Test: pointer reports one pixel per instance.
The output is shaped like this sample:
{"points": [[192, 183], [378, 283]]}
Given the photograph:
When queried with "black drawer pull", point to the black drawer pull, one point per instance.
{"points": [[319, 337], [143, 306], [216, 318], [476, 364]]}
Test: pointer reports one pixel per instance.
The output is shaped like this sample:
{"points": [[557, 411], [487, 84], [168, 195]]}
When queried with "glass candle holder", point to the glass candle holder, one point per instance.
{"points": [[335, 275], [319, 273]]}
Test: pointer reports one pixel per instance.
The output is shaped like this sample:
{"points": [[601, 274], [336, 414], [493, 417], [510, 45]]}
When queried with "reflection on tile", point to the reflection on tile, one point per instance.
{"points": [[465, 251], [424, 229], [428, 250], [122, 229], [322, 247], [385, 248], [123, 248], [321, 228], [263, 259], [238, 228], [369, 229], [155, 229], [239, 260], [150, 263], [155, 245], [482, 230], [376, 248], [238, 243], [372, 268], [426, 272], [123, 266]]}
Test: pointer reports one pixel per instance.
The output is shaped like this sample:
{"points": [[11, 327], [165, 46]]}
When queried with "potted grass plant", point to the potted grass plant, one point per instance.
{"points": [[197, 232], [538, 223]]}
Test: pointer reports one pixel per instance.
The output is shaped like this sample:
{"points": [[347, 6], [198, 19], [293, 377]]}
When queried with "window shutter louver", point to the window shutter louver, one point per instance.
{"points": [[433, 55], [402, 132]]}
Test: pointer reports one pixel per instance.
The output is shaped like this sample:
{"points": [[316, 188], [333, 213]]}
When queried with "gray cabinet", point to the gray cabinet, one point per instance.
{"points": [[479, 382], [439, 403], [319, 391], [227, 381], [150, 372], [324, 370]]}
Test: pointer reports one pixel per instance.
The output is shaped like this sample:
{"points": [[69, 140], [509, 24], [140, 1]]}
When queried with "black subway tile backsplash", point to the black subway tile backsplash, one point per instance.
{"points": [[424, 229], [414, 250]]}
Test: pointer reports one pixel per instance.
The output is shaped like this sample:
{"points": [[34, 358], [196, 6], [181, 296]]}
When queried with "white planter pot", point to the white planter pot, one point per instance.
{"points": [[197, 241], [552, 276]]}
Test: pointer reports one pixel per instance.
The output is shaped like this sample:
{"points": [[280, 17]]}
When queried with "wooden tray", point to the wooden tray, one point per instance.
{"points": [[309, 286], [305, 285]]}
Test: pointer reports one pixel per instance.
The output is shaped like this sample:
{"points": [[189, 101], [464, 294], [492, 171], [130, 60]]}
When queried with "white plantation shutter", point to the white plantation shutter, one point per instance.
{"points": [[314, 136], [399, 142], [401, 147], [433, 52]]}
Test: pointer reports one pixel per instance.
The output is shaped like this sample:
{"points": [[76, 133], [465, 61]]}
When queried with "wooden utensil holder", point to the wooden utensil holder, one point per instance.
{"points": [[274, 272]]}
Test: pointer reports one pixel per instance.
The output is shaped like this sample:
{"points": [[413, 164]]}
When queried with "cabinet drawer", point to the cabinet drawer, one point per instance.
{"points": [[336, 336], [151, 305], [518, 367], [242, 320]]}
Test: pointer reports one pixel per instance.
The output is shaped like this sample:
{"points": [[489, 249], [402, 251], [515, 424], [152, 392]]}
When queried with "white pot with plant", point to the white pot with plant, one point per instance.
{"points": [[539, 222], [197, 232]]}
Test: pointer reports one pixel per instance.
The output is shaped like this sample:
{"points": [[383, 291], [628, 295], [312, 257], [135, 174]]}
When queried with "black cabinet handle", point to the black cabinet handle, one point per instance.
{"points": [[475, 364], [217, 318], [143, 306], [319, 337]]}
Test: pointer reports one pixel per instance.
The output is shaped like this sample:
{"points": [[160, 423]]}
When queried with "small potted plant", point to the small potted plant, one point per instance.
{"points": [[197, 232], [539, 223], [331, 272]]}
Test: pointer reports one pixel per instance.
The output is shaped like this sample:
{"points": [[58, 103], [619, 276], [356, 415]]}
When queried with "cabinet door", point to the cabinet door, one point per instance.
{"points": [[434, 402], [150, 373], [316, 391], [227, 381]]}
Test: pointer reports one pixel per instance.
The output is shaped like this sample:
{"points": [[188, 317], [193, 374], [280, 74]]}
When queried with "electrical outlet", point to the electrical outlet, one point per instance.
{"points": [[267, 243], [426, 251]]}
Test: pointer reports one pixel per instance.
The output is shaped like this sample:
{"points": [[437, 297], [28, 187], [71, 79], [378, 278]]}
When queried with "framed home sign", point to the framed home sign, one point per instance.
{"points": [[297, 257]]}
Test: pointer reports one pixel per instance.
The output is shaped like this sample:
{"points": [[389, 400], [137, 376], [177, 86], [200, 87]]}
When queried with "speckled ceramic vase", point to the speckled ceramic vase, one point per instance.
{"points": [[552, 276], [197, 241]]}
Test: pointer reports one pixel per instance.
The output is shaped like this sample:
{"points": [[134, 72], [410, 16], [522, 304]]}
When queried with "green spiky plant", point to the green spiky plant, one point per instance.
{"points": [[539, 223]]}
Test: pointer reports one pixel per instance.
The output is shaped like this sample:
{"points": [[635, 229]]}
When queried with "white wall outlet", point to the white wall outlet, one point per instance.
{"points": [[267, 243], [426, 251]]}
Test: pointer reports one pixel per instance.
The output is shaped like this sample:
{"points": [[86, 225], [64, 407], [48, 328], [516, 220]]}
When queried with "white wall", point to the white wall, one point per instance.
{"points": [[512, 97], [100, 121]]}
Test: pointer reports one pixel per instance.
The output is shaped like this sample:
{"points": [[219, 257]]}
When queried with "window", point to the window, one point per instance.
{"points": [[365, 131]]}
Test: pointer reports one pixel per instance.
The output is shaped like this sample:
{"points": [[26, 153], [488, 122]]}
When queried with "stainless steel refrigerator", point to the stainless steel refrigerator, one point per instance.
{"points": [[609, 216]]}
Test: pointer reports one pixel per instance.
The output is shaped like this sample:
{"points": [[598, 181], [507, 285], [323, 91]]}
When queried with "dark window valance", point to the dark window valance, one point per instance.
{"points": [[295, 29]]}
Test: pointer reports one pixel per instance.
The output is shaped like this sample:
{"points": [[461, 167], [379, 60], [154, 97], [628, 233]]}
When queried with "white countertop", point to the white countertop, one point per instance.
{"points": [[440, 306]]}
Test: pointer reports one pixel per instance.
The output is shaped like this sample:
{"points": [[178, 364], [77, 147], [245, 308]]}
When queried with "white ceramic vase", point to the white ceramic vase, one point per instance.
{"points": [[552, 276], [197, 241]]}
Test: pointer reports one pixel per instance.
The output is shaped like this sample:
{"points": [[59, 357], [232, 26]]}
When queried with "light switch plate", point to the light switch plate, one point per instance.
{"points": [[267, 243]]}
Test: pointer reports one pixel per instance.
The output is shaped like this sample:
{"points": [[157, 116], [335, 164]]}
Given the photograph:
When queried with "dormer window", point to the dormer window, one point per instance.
++++++
== The task ==
Please restate each record exactly as it reads.

== The answer ==
Test: pointer reports one pixel per instance.
The output is shaped like this sample:
{"points": [[192, 183], [378, 283]]}
Given the photograph:
When queried with "black drawer pull", point to the black drawer pull, one point per instance.
{"points": [[319, 337], [143, 306], [216, 318], [476, 364]]}
Test: pointer reports one pixel per instance.
The output is shaped like this sample:
{"points": [[557, 411], [487, 84], [168, 195]]}
When queried with "glass candle holder", point to the glass candle holder, one point per instance.
{"points": [[335, 275], [319, 273]]}
Test: pointer reports one pixel per instance.
The output is shaped like this sample:
{"points": [[601, 274], [336, 414], [493, 417], [510, 45]]}
When queried with "reflection on tile", point to the reflection on tile, one point per instance.
{"points": [[465, 251], [424, 229], [428, 250], [122, 229], [322, 247], [385, 248], [123, 248], [321, 228], [263, 259], [238, 228], [369, 229], [155, 229], [239, 260], [150, 263], [155, 245], [482, 230], [376, 248], [238, 243], [372, 268], [426, 272], [123, 266]]}
Test: pointer reports one pixel per instance.
The output is shaped like this sample:
{"points": [[11, 327], [165, 46]]}
When queried with "potted grass plant", point to the potted grass plant, one point per instance.
{"points": [[197, 232], [538, 223]]}
Test: pointer reports one pixel per instance.
The output is shaped like this sample:
{"points": [[347, 6], [198, 19], [293, 377]]}
When queried with "window shutter louver", point to the window shutter louver, one point per instance.
{"points": [[433, 55], [402, 132]]}
Test: pointer reports one pixel per instance.
The output is shaped like this sample:
{"points": [[316, 188], [333, 213]]}
When queried with "gray cabinet", point to the gray cabinet, one point per instance.
{"points": [[479, 382], [439, 403], [319, 391], [227, 381], [150, 372], [324, 370]]}
Test: pointer reports one pixel per instance.
The output is shaped like this sample:
{"points": [[69, 140], [509, 24], [140, 1]]}
When queried with "black subway tile backsplash", point to the black subway tile backsplash, one point per instance.
{"points": [[424, 229], [414, 250]]}
Test: pointer reports one pixel per instance.
The output is shaped like this sample:
{"points": [[34, 358], [196, 6], [181, 296]]}
When queried with "white planter pot", point to the white planter pot, one point per instance.
{"points": [[197, 241], [552, 276]]}
Test: pointer reports one pixel per instance.
The output is shaped like this sample:
{"points": [[280, 17]]}
When queried with "wooden tray", point to the wooden tray, one point per instance.
{"points": [[309, 286], [305, 285]]}
Test: pointer reports one pixel per instance.
The output is shaped like this sample:
{"points": [[189, 101], [464, 294], [492, 171], [130, 60]]}
When queried with "white plantation shutter", point to the white plantation shutter, one point per instance.
{"points": [[314, 136], [399, 142], [401, 147], [433, 52]]}
Test: pointer reports one pixel per instance.
The output is shaped like this sample:
{"points": [[76, 133], [465, 61]]}
When queried with "wooden utensil holder", point to the wooden utensil holder, one point per instance.
{"points": [[274, 272]]}
Test: pointer reports one pixel per instance.
The output is shaped like this sample:
{"points": [[413, 164]]}
When queried with "cabinet drawer", point to the cabinet drawer, one point per instance.
{"points": [[336, 336], [151, 305], [518, 367], [242, 320]]}
Test: pointer reports one pixel per instance.
The output is shaped like this sample:
{"points": [[489, 249], [402, 251], [515, 424], [152, 392]]}
When queried with "white pot with plant", point to the white pot with plant, one point per instance.
{"points": [[539, 222], [197, 232]]}
Test: pointer reports one pixel per instance.
The output is shaped like this sample:
{"points": [[383, 291], [628, 295], [312, 257], [135, 174]]}
When queried with "black cabinet handle", point to the black cabinet handle, one point per instance.
{"points": [[475, 364], [217, 318], [143, 306], [319, 337]]}
Test: pointer reports one pixel per instance.
The output is shaped like this sample:
{"points": [[160, 423]]}
When queried with "small potted plant", point to the small potted plant, one point per instance.
{"points": [[197, 232], [539, 223], [331, 272]]}
Test: pointer reports one pixel per instance.
The output is shaped like this sample:
{"points": [[58, 103], [619, 276], [356, 415]]}
When queried with "cabinet door", point to the cabinet door, one point per instance.
{"points": [[434, 402], [150, 373], [316, 391], [227, 381]]}
Test: pointer reports one pixel per instance.
The output is shaped like this sample:
{"points": [[188, 317], [193, 374], [280, 74]]}
When queried with "electrical outlet", point to the electrical outlet, one point per instance.
{"points": [[267, 243], [426, 251]]}
Test: pointer reports one pixel per instance.
The output is shaped like this sample:
{"points": [[437, 297], [28, 187], [71, 79], [378, 278]]}
When queried with "framed home sign", point to the framed home sign, one point per instance.
{"points": [[297, 257]]}
Test: pointer reports one pixel per instance.
The output is shaped like this sample:
{"points": [[389, 400], [137, 376], [177, 86], [200, 87]]}
When queried with "speckled ceramic vase", point to the speckled ceramic vase, one point per instance.
{"points": [[552, 276], [197, 241]]}
Test: pointer reports one pixel per instance.
The output is shaped like this sample:
{"points": [[134, 72], [410, 16], [522, 304]]}
When queried with "green spiky plant", point to the green spiky plant, one point per instance.
{"points": [[539, 223]]}
Test: pointer reports one pixel per instance.
The output is shaped like this sample:
{"points": [[635, 229]]}
When queried with "white wall outlet", point to the white wall outlet, one point per instance.
{"points": [[267, 243], [426, 251]]}
Test: pointer reports one pixel per instance.
The output is shaped like this sample:
{"points": [[86, 225], [64, 407], [48, 328], [516, 220]]}
When queried with "white wall", point to the white wall, one point per instance.
{"points": [[512, 97], [100, 121]]}
Test: pointer reports one pixel per instance.
The output is shaped like this sample:
{"points": [[219, 257]]}
When queried with "window", point to the window, one point per instance.
{"points": [[365, 131]]}
Test: pointer reports one pixel per instance.
The output is shaped like this sample:
{"points": [[26, 153], [488, 122]]}
When queried with "stainless steel refrigerator", point to the stainless steel refrigerator, one point per instance.
{"points": [[609, 216]]}
Test: pointer reports one pixel per instance.
The output is shaped like this sample:
{"points": [[598, 181], [507, 285], [323, 91]]}
When queried with "dark window valance", point to the dark window valance, one point per instance.
{"points": [[295, 29]]}
Test: pointer reports one pixel per instance.
The output is shaped like this sample:
{"points": [[461, 167], [379, 60], [154, 97], [628, 233]]}
When queried with "white countertop", point to the white countertop, one point per instance.
{"points": [[440, 306]]}
Test: pointer reports one pixel per instance.
The output is shaped like this sample:
{"points": [[178, 364], [77, 147], [245, 308]]}
When queried with "white ceramic vase", point to the white ceramic vase, one point per instance.
{"points": [[552, 276], [197, 241]]}
Test: pointer reports one pixel per instance.
The output is shaped like this sample:
{"points": [[59, 357], [232, 26]]}
When queried with "light switch plate", point to the light switch plate, one point per instance.
{"points": [[267, 243]]}
Test: pointer reports one pixel per instance.
The output is shaped like this sample:
{"points": [[157, 116], [335, 164]]}
Given the photograph:
When queried with "dormer window", point to the dormer window, one point per instance.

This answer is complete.